▸ **THE EXERCISE**: Report each line in the listing below that contains the word "clump" and copy every such line in full.

▸ **RAW DATA**:

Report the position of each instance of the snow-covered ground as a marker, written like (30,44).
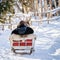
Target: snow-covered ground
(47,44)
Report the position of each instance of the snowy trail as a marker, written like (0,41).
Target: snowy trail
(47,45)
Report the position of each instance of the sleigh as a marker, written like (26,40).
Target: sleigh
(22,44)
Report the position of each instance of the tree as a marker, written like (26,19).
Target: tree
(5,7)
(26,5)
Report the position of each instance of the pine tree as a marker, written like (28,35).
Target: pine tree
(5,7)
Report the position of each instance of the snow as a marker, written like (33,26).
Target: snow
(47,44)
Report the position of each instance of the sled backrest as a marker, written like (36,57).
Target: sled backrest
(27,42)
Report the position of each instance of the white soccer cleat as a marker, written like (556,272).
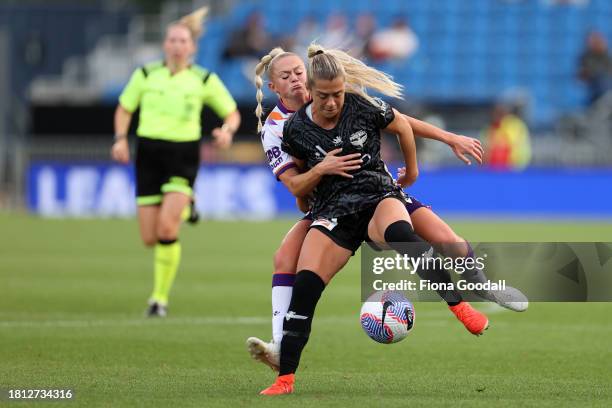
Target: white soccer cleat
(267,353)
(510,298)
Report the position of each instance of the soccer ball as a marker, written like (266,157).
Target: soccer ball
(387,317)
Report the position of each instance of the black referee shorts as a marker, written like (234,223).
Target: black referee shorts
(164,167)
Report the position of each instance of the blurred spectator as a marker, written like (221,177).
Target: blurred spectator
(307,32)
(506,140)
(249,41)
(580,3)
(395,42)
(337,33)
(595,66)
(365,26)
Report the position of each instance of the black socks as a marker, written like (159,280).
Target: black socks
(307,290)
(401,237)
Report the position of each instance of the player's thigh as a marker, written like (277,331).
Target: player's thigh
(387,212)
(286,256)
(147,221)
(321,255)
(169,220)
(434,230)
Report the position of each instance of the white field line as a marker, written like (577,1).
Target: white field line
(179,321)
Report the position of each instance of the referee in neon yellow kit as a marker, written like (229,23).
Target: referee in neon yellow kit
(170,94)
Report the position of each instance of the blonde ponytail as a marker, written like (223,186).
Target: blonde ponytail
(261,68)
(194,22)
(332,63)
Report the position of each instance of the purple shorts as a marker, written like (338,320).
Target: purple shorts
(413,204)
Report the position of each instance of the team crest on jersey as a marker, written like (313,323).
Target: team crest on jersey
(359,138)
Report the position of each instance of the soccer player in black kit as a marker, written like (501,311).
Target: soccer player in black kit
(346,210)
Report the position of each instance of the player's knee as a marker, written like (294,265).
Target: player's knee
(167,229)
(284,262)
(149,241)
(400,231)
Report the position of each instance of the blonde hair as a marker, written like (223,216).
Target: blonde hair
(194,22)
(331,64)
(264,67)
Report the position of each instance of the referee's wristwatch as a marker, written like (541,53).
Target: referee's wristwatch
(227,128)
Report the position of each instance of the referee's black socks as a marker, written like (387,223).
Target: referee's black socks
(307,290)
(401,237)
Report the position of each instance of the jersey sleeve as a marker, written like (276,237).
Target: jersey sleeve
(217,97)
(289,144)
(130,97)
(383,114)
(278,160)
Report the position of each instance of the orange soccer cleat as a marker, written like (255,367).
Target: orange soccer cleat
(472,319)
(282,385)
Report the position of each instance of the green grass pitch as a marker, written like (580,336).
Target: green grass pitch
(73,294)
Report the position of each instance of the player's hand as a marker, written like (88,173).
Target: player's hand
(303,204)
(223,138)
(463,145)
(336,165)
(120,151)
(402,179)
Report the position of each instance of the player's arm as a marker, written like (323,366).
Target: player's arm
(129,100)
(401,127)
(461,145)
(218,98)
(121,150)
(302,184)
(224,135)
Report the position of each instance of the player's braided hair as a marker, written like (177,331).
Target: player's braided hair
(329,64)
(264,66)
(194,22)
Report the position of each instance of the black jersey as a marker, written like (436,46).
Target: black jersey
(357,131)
==
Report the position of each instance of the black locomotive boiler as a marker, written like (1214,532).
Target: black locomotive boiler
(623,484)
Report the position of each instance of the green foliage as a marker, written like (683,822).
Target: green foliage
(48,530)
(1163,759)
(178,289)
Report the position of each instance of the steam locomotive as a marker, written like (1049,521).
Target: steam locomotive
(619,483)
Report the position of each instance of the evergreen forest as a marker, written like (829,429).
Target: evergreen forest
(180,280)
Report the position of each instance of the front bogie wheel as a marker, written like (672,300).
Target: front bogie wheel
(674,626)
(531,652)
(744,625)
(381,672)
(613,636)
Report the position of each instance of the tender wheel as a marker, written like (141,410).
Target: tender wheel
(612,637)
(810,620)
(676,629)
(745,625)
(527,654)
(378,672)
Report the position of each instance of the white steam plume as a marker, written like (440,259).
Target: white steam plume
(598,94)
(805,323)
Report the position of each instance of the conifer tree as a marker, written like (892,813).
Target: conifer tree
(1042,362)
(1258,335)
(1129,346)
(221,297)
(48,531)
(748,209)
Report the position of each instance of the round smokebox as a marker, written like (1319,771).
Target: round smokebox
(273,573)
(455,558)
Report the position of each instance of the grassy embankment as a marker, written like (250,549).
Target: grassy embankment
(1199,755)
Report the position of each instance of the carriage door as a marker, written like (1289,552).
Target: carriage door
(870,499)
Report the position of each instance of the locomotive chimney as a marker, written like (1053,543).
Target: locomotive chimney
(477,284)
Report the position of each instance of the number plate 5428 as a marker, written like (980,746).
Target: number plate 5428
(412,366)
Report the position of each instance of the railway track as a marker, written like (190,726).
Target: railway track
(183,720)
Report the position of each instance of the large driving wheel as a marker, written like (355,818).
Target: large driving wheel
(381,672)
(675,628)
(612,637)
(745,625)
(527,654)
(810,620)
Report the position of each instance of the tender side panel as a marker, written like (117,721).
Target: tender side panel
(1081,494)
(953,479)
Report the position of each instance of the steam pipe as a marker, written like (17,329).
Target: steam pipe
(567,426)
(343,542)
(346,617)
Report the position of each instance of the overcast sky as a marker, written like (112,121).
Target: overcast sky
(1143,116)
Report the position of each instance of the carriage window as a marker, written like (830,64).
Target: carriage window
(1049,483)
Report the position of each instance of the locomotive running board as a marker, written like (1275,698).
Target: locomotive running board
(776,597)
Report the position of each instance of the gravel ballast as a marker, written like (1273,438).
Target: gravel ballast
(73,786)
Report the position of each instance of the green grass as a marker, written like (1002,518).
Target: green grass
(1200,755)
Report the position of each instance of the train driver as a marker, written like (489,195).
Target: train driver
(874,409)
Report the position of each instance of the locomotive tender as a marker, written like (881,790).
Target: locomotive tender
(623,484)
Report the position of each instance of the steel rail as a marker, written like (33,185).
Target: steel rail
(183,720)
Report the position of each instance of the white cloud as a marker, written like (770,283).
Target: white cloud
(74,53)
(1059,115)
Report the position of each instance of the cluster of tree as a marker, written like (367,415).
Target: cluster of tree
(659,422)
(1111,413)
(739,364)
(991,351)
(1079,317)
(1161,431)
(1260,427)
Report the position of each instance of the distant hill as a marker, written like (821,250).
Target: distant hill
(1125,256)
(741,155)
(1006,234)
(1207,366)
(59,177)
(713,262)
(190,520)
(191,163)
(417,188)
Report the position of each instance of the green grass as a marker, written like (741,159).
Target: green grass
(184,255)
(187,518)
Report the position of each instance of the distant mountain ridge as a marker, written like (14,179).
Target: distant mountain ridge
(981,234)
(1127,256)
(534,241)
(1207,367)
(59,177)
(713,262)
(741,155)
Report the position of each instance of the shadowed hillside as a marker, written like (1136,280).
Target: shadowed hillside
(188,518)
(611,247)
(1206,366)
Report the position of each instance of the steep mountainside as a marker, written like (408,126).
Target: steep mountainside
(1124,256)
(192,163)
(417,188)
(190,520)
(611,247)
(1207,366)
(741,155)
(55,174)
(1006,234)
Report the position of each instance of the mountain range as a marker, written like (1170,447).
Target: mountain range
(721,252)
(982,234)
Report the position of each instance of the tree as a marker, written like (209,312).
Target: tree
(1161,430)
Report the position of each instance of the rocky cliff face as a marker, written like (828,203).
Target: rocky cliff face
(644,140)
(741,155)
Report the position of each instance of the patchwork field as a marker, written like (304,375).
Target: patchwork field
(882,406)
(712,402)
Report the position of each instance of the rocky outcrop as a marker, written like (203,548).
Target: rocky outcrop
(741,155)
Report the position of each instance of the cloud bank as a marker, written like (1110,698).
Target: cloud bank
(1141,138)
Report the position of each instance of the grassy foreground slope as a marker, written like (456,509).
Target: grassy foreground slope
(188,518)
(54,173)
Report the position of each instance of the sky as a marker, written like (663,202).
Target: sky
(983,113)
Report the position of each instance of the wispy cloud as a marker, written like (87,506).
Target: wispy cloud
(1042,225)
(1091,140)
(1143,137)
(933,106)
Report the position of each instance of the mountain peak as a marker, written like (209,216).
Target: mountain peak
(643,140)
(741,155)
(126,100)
* * *
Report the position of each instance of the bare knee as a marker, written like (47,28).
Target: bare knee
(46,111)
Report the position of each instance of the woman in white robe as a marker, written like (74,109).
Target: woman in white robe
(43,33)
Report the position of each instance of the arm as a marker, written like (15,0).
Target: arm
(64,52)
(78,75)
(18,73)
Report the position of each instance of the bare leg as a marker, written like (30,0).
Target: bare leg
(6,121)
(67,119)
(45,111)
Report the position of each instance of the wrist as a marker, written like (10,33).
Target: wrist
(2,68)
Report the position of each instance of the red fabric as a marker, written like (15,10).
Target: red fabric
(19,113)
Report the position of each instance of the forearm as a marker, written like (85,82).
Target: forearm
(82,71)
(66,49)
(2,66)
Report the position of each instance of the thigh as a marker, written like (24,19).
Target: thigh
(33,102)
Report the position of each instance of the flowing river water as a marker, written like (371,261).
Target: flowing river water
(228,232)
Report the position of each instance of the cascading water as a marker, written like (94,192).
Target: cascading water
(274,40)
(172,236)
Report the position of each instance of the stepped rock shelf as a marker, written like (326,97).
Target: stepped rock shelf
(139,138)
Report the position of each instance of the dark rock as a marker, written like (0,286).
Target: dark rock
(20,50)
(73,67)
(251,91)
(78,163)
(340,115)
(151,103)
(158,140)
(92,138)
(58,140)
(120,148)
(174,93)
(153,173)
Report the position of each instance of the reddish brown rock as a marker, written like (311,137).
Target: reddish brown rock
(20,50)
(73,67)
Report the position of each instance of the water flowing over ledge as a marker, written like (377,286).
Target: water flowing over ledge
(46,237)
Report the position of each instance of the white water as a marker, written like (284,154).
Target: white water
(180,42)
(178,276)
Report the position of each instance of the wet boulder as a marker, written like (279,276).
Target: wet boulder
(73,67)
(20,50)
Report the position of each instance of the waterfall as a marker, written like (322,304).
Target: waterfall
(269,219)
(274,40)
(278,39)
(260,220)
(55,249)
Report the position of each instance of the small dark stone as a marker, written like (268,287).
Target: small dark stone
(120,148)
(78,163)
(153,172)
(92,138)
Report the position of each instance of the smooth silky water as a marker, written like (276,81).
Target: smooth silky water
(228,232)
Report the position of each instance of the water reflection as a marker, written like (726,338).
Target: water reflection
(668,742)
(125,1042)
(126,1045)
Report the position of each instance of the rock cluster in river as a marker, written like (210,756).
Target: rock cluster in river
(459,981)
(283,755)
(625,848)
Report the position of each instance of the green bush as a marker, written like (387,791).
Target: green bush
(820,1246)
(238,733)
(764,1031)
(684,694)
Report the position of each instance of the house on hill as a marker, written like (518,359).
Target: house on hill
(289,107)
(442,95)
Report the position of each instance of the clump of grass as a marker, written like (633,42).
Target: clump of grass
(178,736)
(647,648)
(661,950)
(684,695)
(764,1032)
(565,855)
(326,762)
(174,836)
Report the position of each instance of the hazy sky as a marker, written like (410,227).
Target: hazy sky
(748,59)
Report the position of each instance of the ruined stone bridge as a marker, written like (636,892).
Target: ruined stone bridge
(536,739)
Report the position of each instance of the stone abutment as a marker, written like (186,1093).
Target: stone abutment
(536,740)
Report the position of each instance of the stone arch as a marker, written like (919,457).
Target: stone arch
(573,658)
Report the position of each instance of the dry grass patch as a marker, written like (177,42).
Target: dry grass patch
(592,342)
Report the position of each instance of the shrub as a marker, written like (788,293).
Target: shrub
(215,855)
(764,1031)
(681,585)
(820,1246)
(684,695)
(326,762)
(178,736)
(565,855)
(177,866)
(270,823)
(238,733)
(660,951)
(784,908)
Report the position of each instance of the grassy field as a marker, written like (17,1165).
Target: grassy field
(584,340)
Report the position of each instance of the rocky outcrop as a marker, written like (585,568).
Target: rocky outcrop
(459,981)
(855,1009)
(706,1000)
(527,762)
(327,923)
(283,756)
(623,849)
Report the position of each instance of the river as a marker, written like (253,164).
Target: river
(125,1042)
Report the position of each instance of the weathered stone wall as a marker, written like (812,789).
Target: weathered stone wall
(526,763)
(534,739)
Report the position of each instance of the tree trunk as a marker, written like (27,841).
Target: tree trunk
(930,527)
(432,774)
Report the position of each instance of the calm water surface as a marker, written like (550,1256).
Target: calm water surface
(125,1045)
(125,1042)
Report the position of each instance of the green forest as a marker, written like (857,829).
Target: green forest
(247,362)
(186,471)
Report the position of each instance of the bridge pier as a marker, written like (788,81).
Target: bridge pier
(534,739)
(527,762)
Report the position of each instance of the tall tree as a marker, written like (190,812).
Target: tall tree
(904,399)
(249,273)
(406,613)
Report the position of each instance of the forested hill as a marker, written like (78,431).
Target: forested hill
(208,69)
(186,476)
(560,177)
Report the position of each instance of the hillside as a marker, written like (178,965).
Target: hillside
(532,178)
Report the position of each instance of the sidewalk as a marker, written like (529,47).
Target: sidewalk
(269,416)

▸ **REPLY**:
Report the position of each instance of the clump of grass as a marker, written like (633,42).
Target: clump of grass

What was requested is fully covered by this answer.